- [Problems to work on]
1. Summarize the article on the Dunfermline bomber crewman in two sentences.
2. Reproduce word for word the part of the article on the Dunfermline bomber crewman starting with "Flight Sergeant Colin" and going on through "12 petrol tanks.".

- [Excerpt provided]
· · ·

A BOMBER crewman from Dunfermline who survived 10 perilous missions during the Second World War has died at the age of 96.

Flight Sergeant Colin Hynd, who was known as 'Chiefy', joined the RAF just after his 18th birthday and was part of a seven-strong bomber command crew during the war.

He worked as a flight engineer in a Halifax aircraft, changing fuses and supplying fuel to the four engines by switching between its 12 petrol tanks.

His most daring flights included one during which a 250lb bomb smashed straight through the plane’s tail mid-flight.

Following the war, Colin returned home to Scotland and went on to train air cadets across many UK RAF bases.

Friend John Davies said Colin had a lasting influence on thousands of recruits who came through the air force ranks.

"He helped turn over 3,000 young lads aged between 15 and 18 from boy to man," he said. "I joined as a drummer and he was in the band which had about 70-plus members. That was his responsibility.

"Chiefy was a legend. He was only small – about five feet six inches – but was massive in stature. He spent so many years between RAF school Halton and RAF Cosford."

Colin retired from the RAF in 1968 and worked for Edinburgh City Council then Fife Council on the Children’s Panel, until taking full retirement in 1985.

On reaching his 96th birthday last August, Colin put his long life down to lots of physical training, never drinking alcohol and good medical care.

A funeral service for Colin will take place at Dunfermline Crematorium on October 7 at 11.30am.

· · ·

- [Exercise data]

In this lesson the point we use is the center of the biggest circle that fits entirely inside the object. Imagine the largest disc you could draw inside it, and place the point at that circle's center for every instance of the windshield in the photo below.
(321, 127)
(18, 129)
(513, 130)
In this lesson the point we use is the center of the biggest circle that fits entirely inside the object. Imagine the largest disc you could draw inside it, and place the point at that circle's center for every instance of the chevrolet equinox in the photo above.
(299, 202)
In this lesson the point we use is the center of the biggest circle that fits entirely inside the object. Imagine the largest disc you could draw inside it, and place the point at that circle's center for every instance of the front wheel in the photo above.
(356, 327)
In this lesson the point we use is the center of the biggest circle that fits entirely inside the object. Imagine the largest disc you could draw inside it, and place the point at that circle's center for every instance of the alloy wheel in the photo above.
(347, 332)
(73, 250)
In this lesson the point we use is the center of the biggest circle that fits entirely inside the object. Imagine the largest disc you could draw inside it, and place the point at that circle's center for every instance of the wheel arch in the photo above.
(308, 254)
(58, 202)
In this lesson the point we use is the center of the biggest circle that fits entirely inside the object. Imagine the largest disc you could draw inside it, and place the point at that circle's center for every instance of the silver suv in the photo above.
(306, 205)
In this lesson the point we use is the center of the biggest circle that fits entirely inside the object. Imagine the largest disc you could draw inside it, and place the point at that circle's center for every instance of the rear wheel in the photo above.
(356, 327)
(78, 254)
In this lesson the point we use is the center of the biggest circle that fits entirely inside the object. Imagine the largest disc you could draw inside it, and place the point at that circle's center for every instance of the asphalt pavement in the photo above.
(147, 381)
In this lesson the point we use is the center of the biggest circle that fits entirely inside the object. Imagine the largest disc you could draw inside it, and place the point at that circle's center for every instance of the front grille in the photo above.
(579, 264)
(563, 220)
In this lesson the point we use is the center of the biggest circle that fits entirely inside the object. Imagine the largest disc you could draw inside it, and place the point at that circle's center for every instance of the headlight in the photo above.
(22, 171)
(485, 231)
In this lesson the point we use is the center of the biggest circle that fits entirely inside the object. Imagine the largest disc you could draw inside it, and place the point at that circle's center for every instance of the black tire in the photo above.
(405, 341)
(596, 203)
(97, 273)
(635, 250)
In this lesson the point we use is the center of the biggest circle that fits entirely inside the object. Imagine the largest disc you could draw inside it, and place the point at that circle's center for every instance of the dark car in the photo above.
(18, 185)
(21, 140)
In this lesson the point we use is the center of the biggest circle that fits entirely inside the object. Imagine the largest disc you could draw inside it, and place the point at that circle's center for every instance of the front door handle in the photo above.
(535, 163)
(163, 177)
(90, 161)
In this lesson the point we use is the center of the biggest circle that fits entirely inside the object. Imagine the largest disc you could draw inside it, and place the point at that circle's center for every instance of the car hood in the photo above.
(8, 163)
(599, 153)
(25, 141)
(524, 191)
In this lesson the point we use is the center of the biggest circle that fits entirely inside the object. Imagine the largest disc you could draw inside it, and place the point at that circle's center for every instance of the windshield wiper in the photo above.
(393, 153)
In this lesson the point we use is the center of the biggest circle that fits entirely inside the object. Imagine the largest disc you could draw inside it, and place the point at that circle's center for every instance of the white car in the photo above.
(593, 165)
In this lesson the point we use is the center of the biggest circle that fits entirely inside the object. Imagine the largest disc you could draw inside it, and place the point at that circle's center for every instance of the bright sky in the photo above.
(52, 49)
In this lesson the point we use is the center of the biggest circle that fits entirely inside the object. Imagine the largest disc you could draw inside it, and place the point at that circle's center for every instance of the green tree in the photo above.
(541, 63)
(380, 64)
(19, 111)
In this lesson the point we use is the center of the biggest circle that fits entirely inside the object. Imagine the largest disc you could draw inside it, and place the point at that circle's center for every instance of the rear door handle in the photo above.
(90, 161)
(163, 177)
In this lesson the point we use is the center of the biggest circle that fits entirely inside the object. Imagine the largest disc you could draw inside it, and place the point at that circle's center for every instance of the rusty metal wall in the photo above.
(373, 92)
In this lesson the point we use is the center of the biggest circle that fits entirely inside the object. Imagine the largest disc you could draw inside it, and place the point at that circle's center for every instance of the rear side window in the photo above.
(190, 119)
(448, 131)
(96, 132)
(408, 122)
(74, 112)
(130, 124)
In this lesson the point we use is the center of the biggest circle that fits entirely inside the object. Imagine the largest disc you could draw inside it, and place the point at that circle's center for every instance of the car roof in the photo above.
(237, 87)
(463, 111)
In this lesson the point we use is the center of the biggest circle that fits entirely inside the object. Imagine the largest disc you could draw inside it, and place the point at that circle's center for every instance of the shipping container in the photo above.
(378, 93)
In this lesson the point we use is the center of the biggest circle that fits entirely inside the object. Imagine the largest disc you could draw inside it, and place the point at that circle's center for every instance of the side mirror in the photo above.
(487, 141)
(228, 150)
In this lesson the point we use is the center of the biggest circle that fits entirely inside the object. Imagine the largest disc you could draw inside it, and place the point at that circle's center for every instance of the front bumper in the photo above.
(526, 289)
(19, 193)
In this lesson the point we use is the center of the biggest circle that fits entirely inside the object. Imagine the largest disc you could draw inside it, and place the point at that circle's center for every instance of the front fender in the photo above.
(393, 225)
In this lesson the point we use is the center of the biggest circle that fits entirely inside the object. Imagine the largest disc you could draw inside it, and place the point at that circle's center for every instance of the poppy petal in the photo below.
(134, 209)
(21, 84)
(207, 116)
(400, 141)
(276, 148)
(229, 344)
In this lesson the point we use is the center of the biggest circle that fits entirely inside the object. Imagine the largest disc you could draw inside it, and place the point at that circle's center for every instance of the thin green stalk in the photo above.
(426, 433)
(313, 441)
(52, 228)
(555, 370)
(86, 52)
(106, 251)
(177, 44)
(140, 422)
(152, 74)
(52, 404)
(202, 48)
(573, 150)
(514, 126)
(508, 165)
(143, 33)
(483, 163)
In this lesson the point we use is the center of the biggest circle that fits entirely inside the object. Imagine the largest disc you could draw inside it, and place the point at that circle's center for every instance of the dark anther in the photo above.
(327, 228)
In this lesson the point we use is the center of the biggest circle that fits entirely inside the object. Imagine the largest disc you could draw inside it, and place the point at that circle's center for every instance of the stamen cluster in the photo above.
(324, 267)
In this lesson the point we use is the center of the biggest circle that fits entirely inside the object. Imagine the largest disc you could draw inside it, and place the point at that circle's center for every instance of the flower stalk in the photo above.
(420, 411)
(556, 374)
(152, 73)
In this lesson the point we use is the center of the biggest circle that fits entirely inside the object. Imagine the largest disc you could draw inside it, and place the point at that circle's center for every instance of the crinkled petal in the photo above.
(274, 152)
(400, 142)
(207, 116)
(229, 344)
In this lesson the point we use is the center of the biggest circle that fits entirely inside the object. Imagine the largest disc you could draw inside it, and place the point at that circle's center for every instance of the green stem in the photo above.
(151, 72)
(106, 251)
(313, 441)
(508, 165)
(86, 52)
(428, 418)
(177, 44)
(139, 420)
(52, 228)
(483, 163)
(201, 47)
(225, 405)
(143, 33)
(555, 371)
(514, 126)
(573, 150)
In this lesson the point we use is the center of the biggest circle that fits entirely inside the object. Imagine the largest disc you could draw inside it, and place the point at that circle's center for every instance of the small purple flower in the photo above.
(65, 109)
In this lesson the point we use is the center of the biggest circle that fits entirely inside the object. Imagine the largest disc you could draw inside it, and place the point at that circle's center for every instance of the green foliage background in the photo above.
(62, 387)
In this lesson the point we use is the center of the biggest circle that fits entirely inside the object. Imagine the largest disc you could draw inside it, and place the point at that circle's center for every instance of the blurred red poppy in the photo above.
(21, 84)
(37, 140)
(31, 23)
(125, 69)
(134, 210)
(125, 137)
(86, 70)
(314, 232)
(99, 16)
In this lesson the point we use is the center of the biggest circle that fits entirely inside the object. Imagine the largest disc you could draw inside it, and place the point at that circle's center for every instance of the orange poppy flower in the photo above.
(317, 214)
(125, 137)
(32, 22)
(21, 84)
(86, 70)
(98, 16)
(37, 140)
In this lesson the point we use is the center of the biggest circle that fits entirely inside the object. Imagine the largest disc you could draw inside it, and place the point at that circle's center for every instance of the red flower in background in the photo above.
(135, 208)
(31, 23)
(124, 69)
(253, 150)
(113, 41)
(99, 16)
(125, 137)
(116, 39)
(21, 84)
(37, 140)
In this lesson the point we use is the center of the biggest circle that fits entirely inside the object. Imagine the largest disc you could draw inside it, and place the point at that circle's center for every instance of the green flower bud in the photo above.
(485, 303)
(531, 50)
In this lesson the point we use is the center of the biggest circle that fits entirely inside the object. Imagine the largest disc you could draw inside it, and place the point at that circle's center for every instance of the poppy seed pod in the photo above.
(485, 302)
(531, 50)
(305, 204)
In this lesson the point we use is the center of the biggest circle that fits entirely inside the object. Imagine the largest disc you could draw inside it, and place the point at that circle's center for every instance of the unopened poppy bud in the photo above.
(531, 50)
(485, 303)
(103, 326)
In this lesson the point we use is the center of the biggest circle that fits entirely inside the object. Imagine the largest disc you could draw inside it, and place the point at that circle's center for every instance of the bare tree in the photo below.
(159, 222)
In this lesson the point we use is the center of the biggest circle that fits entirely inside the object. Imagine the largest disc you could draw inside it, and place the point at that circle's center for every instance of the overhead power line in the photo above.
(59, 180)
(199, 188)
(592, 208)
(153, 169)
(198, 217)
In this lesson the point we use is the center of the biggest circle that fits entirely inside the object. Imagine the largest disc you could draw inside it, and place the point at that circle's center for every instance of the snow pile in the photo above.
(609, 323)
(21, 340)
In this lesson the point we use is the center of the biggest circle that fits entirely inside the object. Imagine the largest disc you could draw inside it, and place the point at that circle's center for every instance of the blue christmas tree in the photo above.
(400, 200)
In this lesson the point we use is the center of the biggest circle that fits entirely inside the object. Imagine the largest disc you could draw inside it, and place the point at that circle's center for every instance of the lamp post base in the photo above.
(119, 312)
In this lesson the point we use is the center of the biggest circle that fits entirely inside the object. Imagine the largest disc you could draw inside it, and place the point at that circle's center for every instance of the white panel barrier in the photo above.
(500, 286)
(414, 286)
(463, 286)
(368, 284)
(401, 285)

· · ·

- [Solved problems]
1. Flight Sergeant Colin Hynd of Dunfermline, known as 'Chiefy', survived 10 perilous missions as a Halifax flight engineer during the Second World War and has died at 96. After the war he trained air cadets at RAF bases, then retired from the RAF in 1968 and served on the Children's Panel for Edinburgh City Council and then Fife Council until 1985.

2.
Flight Sergeant Colin Hynd, who was known as 'Chiefy', joined the RAF just after his 18th birthday and was part of a seven-strong bomber command crew during the war.

He worked as a flight engineer in a Halifax aircraft, changing fuses and supplying fuel to the four engines by switching between its 12 petrol tanks.